------ 本文抜粋 ------

中学2年生の女子で、吹奏楽部に入ってるの。

アタシの初彼は、同じ吹奏楽部の1つ年上のN部長なんだ💖

だけど年上の彼氏とは言え、アタシの親友Tちゃんを泣かせたんだから、絶対に許せない!

Tちゃんに、Mくんの頼みもあって夜に電話してみたの。

最初に電話したら、お風呂に入ってて…お母さんが出たの。

「あらケイちゃん、久しぶりね!元気にしてる?」

「はい、こんばんは。お久しぶりです。ところで…」

「あっ、ごめんね、Tなら今、お風呂入ってるのよ。上がったらケイちゃんに電話させるわ」

「ありがとうございます。ところで…」

「今日はTが、部活は中止になったとか言って早く帰ってきたんだけど、本当?」

アタシがどうせお母さんが電話に出たなら、Tちゃんの家庭での様子を聞こうと思ってたら、先に言われちゃった。部活は中止になったって言ったんだね、一応話は合わせとかないと…

「そっ、そうなんです。それでTちゃん、部活に忘れ物しちゃったんで、明日渡せるかなどうしようかなと思って」

「そうなの?ありがとう、そういうところがTはウッカリ屋さんなのよ。ごめんね。でもやっぱりTから確認のために、一度ケイちゃんに電話させるからね。じゃあお母さんにもよろしくね」

「はい、ありがとうございます、はい、はい…」

異性相手に電話するわけじゃないけど、やっぱりちょっと緊張しちゃう。

でもお母さんの話しぶりからは、そんなに落ち込んで帰ってきた訳でも、家の中で暗いわけでもなさそう。

Mくんにはとにかく明日、せめて学校に来れるかどうか聞いてくれって言われたけど、部活に来なきゃMくんとTちゃんは会えないよ?

でもその辺は、不器用なMくんのTちゃんを思う恋心ってやつかな?

とりあえず登校するくらいには、元気になっててほしいんだろうね、Mくんは。

しばらく本を読んで過ごしてたら、電話のベルが鳴ったよ。

------ 表示情報 ------

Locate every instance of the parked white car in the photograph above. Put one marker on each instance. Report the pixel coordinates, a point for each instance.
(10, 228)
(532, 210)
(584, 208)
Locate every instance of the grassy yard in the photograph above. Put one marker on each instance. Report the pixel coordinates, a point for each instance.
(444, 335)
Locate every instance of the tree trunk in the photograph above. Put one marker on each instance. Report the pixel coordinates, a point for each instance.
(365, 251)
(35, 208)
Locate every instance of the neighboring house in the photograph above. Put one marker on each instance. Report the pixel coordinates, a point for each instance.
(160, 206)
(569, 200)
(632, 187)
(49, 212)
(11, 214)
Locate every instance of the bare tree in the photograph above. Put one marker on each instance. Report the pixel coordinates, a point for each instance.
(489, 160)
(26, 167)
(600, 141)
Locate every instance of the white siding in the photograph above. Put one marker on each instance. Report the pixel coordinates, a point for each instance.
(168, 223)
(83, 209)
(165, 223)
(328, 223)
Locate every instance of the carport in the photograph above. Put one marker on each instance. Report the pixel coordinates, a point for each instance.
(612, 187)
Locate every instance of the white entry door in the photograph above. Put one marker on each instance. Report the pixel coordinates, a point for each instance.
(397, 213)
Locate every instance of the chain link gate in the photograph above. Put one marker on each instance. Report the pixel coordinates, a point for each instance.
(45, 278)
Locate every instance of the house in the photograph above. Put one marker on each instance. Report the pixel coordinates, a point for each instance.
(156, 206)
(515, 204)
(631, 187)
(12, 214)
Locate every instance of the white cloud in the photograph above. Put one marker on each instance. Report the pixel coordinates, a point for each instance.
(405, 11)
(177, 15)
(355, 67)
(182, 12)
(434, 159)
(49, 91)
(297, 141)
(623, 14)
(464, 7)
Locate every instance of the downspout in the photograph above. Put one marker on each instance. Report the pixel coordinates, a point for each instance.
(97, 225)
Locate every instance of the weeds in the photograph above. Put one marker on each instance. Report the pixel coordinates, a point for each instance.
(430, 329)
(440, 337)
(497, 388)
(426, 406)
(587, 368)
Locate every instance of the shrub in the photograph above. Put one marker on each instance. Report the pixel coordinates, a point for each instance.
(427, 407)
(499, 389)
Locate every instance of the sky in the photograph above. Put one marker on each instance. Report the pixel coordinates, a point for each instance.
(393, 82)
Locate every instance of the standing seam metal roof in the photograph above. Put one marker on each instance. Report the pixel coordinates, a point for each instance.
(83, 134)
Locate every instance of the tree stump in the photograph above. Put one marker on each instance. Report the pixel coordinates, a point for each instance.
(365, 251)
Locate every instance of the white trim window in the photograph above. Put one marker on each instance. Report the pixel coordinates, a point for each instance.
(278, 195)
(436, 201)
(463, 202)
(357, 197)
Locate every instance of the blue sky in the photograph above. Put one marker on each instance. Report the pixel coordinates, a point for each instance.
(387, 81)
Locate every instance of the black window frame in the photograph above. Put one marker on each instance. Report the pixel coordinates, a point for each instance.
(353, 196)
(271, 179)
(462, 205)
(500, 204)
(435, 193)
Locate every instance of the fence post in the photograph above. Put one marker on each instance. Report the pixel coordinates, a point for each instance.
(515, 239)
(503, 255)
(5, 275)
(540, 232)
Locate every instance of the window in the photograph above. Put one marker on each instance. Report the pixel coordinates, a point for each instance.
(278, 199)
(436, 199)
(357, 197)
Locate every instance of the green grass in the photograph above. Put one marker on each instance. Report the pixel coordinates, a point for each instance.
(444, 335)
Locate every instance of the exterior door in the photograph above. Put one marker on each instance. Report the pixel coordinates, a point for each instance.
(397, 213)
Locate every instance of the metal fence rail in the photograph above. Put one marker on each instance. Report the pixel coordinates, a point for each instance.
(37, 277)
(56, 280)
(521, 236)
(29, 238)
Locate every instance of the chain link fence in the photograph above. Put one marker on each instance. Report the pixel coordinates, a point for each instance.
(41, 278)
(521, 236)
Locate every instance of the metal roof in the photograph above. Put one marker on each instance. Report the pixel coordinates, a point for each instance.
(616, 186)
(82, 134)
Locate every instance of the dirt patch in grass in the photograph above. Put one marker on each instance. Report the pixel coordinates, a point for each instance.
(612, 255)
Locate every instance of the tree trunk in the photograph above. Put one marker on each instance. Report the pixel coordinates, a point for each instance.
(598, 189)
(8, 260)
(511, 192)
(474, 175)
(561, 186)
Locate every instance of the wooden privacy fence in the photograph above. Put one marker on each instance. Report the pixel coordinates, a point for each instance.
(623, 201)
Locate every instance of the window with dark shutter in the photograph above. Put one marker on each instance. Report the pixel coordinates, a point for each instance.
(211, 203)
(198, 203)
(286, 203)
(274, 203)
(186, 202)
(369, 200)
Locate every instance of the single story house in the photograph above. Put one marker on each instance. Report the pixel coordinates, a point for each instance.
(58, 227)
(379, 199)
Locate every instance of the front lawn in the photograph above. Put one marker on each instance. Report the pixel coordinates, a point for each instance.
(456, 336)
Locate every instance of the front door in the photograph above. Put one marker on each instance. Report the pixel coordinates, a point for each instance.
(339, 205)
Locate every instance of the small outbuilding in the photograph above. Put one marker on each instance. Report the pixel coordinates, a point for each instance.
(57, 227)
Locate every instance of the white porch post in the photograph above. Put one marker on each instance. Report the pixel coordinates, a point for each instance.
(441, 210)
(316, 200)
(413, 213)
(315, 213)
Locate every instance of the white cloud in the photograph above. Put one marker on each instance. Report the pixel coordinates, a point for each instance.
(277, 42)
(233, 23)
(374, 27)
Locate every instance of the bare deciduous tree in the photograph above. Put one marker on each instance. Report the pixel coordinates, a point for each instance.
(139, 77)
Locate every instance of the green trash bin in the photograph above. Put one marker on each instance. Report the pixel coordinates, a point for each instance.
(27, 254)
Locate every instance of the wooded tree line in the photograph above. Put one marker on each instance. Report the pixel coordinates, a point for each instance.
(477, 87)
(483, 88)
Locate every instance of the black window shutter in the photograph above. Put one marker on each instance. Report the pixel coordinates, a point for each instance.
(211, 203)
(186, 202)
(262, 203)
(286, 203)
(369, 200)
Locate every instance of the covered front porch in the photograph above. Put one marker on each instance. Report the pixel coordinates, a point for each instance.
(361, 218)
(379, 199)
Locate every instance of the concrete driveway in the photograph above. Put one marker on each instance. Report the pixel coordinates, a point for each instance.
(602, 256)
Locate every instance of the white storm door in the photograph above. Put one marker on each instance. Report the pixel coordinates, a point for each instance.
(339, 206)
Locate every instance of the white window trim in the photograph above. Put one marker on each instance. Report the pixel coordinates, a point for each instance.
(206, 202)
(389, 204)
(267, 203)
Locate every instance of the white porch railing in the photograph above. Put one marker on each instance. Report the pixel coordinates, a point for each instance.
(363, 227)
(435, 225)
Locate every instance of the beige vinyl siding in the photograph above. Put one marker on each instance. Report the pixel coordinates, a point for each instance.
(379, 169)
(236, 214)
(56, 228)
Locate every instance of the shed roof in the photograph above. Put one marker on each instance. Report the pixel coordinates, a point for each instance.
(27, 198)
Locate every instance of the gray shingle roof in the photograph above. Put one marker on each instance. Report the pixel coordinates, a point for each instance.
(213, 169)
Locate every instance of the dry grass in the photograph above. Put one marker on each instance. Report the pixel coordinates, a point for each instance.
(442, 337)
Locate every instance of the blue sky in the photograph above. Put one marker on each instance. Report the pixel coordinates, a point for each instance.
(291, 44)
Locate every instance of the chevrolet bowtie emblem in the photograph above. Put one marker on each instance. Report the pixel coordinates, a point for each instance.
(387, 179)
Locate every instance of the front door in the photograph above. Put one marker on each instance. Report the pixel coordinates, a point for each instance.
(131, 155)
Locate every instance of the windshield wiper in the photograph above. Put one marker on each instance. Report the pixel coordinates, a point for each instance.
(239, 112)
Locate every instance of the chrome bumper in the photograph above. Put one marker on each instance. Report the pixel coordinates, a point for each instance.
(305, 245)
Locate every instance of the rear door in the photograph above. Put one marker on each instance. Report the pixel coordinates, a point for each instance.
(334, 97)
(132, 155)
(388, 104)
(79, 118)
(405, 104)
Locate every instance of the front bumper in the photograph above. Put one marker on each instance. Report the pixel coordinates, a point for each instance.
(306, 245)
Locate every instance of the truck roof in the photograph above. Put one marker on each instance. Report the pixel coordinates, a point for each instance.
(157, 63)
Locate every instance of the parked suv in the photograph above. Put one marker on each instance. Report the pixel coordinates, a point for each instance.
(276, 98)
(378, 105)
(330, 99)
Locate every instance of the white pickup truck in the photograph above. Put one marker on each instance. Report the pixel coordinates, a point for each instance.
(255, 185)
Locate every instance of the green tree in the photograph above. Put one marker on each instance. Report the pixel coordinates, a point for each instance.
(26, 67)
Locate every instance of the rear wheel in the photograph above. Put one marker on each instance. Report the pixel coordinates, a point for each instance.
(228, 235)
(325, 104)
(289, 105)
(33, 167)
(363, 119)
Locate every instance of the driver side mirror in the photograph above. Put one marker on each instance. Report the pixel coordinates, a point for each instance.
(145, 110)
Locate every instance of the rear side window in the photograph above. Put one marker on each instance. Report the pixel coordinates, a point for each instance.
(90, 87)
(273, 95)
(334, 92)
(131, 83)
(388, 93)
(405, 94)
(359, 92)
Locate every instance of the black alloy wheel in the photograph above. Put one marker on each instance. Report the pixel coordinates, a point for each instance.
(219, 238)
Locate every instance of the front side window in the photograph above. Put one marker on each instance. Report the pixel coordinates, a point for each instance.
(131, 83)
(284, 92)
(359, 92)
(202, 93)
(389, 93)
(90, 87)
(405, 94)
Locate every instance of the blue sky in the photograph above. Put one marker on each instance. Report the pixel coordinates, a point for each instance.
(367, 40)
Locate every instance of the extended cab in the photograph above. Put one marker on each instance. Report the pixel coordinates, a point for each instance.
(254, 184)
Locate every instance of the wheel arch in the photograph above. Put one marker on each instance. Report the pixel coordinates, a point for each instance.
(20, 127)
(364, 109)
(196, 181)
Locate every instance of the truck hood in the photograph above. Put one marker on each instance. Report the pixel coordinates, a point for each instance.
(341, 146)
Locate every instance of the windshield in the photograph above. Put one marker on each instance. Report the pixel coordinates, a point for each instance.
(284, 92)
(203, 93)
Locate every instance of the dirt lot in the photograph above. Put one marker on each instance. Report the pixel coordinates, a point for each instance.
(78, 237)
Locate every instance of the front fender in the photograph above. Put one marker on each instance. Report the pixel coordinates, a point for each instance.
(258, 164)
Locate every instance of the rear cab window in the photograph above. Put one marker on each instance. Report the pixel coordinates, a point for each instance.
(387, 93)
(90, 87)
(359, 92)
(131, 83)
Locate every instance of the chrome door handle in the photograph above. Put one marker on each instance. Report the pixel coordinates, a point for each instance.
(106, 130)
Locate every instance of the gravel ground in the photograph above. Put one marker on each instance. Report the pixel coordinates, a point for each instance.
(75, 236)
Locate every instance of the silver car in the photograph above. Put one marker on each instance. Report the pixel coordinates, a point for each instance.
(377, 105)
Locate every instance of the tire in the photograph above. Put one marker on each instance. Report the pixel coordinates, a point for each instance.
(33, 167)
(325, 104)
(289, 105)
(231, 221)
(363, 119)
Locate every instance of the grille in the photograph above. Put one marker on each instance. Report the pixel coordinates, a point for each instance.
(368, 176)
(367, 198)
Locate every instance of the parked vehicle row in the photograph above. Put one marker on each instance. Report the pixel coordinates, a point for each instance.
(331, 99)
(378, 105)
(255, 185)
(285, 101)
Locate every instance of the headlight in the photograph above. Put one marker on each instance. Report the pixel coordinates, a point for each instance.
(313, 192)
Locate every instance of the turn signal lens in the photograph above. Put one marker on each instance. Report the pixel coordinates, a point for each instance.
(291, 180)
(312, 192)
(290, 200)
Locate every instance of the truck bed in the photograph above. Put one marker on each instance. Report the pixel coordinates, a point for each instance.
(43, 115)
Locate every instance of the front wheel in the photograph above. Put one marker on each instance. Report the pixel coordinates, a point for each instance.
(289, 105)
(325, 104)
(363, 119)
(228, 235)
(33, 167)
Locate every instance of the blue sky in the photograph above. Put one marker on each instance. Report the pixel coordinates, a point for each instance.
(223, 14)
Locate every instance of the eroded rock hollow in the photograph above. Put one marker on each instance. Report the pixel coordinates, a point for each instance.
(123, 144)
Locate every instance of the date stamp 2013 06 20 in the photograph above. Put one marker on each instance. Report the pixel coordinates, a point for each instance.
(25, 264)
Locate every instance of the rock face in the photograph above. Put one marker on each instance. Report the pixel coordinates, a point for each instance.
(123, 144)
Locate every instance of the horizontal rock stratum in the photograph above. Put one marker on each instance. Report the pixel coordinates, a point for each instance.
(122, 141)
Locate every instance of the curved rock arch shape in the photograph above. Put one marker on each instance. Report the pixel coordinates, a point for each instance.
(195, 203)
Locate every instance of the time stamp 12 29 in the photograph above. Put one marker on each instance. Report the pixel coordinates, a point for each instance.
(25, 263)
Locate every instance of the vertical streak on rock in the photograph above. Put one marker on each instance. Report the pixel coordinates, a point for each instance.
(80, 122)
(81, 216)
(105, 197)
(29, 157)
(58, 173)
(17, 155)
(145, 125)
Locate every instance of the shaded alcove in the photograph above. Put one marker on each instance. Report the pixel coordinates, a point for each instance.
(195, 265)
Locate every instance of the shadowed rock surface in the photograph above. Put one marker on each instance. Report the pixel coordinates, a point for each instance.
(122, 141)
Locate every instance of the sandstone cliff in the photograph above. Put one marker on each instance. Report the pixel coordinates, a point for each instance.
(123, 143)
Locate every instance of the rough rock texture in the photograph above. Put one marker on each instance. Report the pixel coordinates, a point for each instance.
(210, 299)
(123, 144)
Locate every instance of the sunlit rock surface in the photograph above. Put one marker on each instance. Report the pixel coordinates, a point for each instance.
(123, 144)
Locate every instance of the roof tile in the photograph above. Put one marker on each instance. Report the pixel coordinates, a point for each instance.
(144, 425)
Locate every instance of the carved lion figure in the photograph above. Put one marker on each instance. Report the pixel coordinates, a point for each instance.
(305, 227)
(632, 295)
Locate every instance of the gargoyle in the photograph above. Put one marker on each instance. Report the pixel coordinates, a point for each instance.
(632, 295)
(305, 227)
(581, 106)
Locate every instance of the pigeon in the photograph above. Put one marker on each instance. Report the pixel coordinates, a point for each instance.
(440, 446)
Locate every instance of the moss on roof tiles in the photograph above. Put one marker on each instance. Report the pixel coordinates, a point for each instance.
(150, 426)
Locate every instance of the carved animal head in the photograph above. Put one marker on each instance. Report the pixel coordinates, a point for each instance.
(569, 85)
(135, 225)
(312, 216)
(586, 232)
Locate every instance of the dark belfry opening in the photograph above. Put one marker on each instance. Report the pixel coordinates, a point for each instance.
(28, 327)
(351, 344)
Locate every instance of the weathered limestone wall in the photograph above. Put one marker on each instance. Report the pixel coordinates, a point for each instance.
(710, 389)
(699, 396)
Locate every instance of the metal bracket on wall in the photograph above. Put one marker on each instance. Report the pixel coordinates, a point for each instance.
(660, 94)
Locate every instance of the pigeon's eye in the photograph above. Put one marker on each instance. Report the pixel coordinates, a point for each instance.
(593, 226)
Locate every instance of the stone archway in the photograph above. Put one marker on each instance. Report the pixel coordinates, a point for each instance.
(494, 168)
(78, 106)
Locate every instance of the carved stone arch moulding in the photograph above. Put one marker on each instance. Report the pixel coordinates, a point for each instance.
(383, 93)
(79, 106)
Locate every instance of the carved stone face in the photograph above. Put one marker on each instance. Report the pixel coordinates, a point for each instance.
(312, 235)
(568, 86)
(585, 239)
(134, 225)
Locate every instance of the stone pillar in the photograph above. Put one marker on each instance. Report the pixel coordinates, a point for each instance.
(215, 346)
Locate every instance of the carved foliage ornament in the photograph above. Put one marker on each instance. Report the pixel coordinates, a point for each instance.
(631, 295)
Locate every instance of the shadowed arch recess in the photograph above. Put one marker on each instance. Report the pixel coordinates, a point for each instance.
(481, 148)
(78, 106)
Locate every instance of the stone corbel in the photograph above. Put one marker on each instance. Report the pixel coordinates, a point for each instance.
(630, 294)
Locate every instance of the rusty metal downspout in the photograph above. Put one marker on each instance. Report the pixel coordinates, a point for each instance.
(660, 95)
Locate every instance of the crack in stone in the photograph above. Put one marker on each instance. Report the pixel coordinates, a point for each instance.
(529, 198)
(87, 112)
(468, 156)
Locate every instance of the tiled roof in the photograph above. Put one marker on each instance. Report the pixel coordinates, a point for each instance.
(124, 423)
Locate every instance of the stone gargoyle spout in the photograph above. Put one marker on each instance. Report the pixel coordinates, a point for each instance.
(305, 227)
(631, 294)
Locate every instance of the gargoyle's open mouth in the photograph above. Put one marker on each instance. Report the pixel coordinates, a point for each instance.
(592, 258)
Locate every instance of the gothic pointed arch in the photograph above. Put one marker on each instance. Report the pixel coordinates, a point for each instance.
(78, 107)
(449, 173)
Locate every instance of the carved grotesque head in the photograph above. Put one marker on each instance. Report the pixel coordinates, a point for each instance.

------

__依頼事項__.
**1.** 電話の場面の本文から、「でもお母さんの話しぶりからは」から「とりあえず登校するくらいには、元気になっててほしいんだろうね、Mくんは。」までを、両端の語句も含めて一字一句そのまま再現してください。
**2.** 電話の場面の本文に基づき、次の問いに答えてください。
(a) 語り手の初めての彼氏は誰ですか。
(b) Tちゃんの母親によれば、Tちゃんは今日早く帰宅した理由を何と言いましたか。
(c) 電話のベルが鳴るまで、語り手は何をして過ごしていましたか。
**3.** 電話の場面の本文を、最後の文の直後から引き継いで書き進めてください。
上記の各行は、本文とは別個の資料です。

__最終回答__.
**1.**
でもお母さんの話しぶりからは、そんなに落ち込んで帰ってきた訳でも、家の中で暗いわけでもなさそう。

Mくんにはとにかく明日、せめて学校に来れるかどうか聞いてくれって言われたけど、部活に来なきゃMくんとTちゃんは会えないよ?

でもその辺は、不器用なMくんのTちゃんを思う恋心ってやつかな?

とりあえず登校するくらいには、元気になっててほしいんだろうね、Mくんは。

**2.**
(a) 同じ吹奏楽部の1つ年上のN部長です。
(b) 部活が中止になったと言いました。
(c) しばらく本を読んで過ごしていました。

**3.**
ハイ、ハーイってお母さんが出ようとしたけど、きっとTちゃんからだと思ったから、アタシが出る!って、お母さんを止めたの。

「モシモシ?」

「あっ、モシモシ?ケイちゃん?」

「うん。Tちゃん、ごめんね、電話掛けさせちゃって。お風呂、ゆっくり入れた?」

「大丈夫よ。ポッカポカに温まったから。でもケイちゃんが電話をくれたということは、きっと…今日のことだよね」

「…そうなの。アタシが音楽室に行ったら、Mくん一人だけで、顔面蒼白になってたから、一体何が?って思ってね」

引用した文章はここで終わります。